• Required work: Everything in the data below is left aside except the lines from the one containing "black tactile paving" through the one containing "# test: pointer returns one pin per instance of the paved"; repeat those exactly.

(Beginning of Material for this task)

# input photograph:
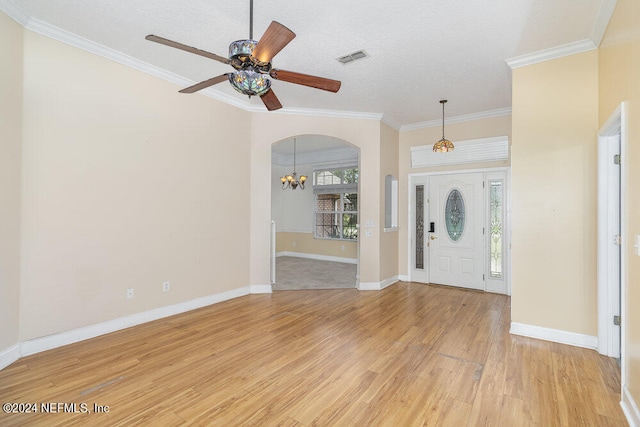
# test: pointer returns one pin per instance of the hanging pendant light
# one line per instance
(291, 181)
(444, 145)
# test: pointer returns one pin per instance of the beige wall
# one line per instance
(553, 163)
(272, 127)
(619, 71)
(474, 129)
(10, 168)
(305, 243)
(126, 184)
(389, 142)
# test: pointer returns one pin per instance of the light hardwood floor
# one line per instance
(411, 354)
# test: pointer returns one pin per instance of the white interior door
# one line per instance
(456, 244)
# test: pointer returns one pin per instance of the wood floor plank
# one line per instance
(411, 354)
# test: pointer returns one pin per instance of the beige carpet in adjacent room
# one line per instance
(303, 273)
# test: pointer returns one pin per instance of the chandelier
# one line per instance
(444, 145)
(291, 181)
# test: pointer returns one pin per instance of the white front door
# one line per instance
(419, 229)
(457, 244)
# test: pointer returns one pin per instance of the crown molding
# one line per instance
(458, 119)
(552, 53)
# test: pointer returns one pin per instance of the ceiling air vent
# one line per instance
(354, 56)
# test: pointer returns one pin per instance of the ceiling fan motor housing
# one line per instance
(240, 56)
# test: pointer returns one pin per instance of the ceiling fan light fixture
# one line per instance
(444, 145)
(249, 82)
(291, 181)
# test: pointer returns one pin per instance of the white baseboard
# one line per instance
(555, 335)
(37, 345)
(260, 289)
(377, 286)
(630, 408)
(318, 257)
(9, 355)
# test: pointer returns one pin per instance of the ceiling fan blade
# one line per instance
(272, 41)
(306, 80)
(205, 84)
(186, 48)
(270, 100)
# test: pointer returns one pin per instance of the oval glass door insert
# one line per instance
(454, 215)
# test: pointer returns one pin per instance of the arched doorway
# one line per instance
(315, 229)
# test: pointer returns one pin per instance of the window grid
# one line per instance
(336, 204)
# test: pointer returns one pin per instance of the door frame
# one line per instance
(608, 294)
(423, 177)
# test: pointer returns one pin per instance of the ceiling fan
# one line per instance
(251, 61)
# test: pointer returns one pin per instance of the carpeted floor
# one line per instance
(302, 273)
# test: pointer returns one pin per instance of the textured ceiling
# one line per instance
(420, 51)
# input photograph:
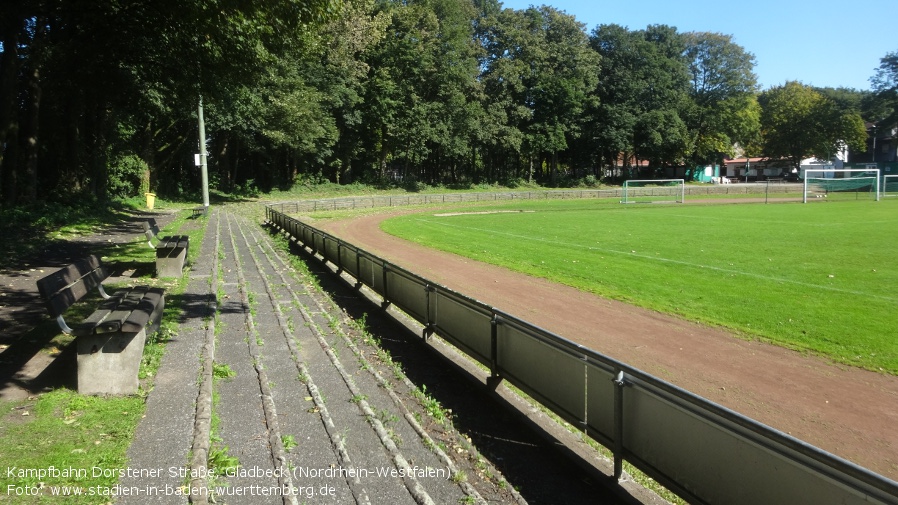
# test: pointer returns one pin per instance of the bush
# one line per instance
(128, 176)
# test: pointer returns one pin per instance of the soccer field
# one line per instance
(815, 277)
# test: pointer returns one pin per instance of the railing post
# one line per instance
(620, 381)
(428, 323)
(495, 378)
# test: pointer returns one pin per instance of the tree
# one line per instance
(798, 122)
(885, 86)
(642, 93)
(722, 90)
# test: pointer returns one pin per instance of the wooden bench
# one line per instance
(110, 340)
(171, 251)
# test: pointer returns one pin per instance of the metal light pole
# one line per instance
(204, 169)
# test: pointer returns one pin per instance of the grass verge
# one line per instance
(59, 441)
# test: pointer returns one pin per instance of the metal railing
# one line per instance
(370, 202)
(700, 450)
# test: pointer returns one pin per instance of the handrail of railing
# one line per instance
(700, 450)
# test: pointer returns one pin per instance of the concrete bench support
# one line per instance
(109, 363)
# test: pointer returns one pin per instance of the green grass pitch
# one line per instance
(820, 277)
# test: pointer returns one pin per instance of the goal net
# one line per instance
(654, 191)
(889, 186)
(844, 184)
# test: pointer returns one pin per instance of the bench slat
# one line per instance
(152, 304)
(119, 310)
(61, 288)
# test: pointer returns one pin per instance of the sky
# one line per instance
(824, 43)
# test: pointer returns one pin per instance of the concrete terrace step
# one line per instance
(313, 404)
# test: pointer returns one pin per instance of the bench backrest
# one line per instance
(67, 285)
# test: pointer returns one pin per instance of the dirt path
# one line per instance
(849, 412)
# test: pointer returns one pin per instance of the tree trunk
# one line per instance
(32, 117)
(9, 69)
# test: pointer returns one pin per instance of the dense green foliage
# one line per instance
(100, 98)
(715, 264)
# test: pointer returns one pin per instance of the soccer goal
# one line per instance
(654, 191)
(889, 186)
(841, 184)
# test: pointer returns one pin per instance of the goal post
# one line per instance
(654, 191)
(889, 186)
(842, 184)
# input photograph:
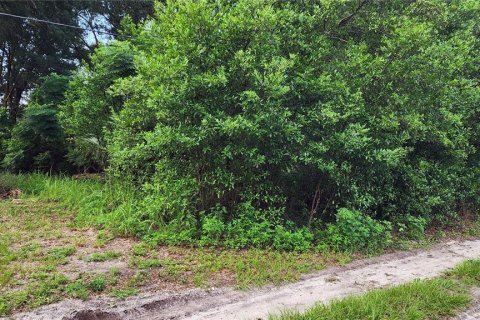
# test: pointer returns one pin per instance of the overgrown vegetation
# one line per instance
(439, 298)
(326, 125)
(45, 258)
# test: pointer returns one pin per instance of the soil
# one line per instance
(357, 277)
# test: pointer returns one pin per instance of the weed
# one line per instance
(98, 283)
(124, 293)
(103, 256)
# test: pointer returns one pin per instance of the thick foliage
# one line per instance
(251, 123)
(298, 108)
(89, 106)
(37, 141)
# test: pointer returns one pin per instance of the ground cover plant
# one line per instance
(47, 255)
(438, 298)
(290, 134)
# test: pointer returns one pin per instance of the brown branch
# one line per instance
(315, 203)
(350, 16)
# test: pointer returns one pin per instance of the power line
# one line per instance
(58, 24)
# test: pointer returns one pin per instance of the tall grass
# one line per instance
(106, 204)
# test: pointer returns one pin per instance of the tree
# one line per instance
(295, 109)
(30, 50)
(87, 112)
(37, 141)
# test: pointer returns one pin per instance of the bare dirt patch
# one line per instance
(357, 277)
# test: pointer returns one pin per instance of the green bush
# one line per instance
(354, 231)
(292, 240)
(37, 140)
(411, 227)
(86, 114)
(258, 103)
(212, 231)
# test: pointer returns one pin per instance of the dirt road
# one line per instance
(223, 304)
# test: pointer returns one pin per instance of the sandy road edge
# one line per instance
(358, 276)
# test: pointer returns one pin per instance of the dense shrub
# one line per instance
(287, 107)
(87, 112)
(354, 231)
(411, 227)
(4, 132)
(250, 123)
(37, 140)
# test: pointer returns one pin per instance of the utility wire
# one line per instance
(59, 24)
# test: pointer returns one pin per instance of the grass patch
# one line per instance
(467, 272)
(103, 256)
(427, 299)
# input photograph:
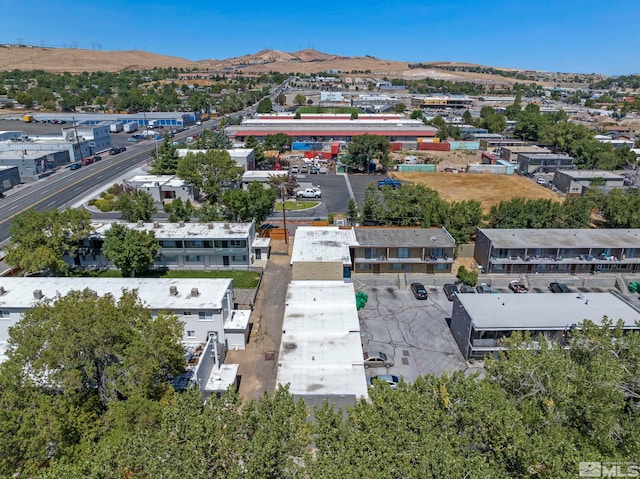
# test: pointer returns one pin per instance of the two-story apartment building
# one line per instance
(402, 250)
(571, 251)
(480, 323)
(216, 245)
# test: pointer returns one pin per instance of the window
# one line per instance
(370, 253)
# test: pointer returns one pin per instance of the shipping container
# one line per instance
(444, 146)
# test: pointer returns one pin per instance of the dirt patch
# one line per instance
(487, 188)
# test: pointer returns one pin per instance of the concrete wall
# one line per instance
(319, 270)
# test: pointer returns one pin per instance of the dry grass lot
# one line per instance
(487, 188)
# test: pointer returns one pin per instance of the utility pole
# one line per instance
(283, 188)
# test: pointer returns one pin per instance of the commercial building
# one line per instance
(9, 177)
(321, 352)
(329, 128)
(544, 162)
(163, 187)
(185, 245)
(244, 157)
(568, 251)
(403, 250)
(576, 182)
(481, 322)
(510, 153)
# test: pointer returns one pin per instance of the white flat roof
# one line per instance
(321, 350)
(325, 243)
(221, 378)
(154, 292)
(544, 311)
(189, 230)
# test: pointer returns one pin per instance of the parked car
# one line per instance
(390, 379)
(450, 291)
(388, 182)
(518, 287)
(377, 360)
(559, 288)
(419, 291)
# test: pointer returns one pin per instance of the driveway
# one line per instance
(414, 332)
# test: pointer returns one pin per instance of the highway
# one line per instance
(64, 187)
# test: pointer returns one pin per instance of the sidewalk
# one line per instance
(259, 361)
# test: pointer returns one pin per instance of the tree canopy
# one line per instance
(132, 251)
(209, 171)
(136, 205)
(40, 239)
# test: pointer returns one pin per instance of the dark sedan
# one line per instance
(419, 290)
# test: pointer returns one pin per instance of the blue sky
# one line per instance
(554, 35)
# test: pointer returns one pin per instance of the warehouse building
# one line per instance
(321, 352)
(481, 322)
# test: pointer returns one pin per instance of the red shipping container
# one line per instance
(444, 146)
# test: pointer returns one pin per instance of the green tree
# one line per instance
(136, 205)
(466, 276)
(209, 171)
(366, 148)
(352, 212)
(254, 203)
(179, 210)
(265, 106)
(165, 158)
(39, 240)
(130, 250)
(399, 107)
(73, 361)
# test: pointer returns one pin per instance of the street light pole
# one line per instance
(283, 188)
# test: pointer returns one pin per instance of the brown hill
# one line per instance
(59, 60)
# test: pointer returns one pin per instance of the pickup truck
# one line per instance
(309, 193)
(388, 182)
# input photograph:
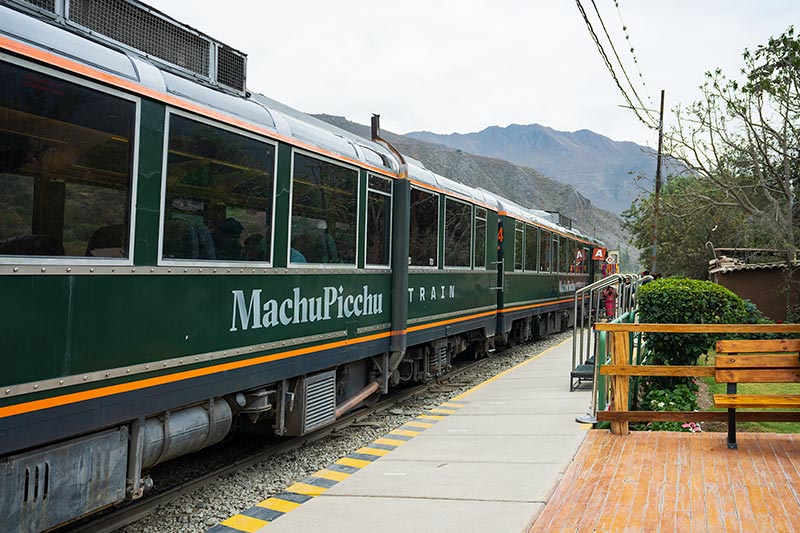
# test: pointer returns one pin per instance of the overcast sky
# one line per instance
(461, 66)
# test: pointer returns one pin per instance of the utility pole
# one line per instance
(658, 183)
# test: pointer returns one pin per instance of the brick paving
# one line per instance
(667, 481)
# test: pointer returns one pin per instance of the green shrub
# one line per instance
(686, 301)
(681, 398)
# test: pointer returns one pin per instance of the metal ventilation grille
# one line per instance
(145, 31)
(230, 68)
(319, 401)
(47, 5)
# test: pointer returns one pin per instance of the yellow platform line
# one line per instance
(373, 451)
(276, 504)
(306, 489)
(349, 461)
(244, 523)
(501, 374)
(332, 475)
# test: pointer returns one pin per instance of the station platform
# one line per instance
(487, 460)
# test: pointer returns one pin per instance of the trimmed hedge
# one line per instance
(686, 301)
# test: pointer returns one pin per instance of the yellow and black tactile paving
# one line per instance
(295, 495)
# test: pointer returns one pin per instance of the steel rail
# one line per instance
(126, 514)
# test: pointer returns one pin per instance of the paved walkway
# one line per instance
(490, 465)
(665, 482)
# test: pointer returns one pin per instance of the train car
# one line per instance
(178, 253)
(544, 263)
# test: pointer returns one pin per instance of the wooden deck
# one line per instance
(667, 481)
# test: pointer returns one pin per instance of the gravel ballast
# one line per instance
(208, 506)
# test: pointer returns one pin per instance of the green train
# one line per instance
(178, 254)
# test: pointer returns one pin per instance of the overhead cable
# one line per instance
(609, 66)
(633, 54)
(621, 65)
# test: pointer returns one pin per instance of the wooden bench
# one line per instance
(755, 361)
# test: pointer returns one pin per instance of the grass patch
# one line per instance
(751, 388)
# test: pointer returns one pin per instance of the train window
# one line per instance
(66, 160)
(518, 242)
(545, 251)
(379, 220)
(554, 254)
(480, 237)
(531, 247)
(457, 233)
(324, 210)
(423, 242)
(218, 204)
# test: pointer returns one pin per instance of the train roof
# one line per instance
(54, 35)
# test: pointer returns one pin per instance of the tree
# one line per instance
(740, 142)
(739, 154)
(683, 233)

(End of Material for this task)

• Written solution:
# test: pointer returns one pin per instance of the yellow and black tactile paving
# one line per instance
(295, 495)
# test: pointer returns one pin per instance of the steel rail
# one line per instance
(126, 514)
# test: pointer returns one pin per instance of the paved walkway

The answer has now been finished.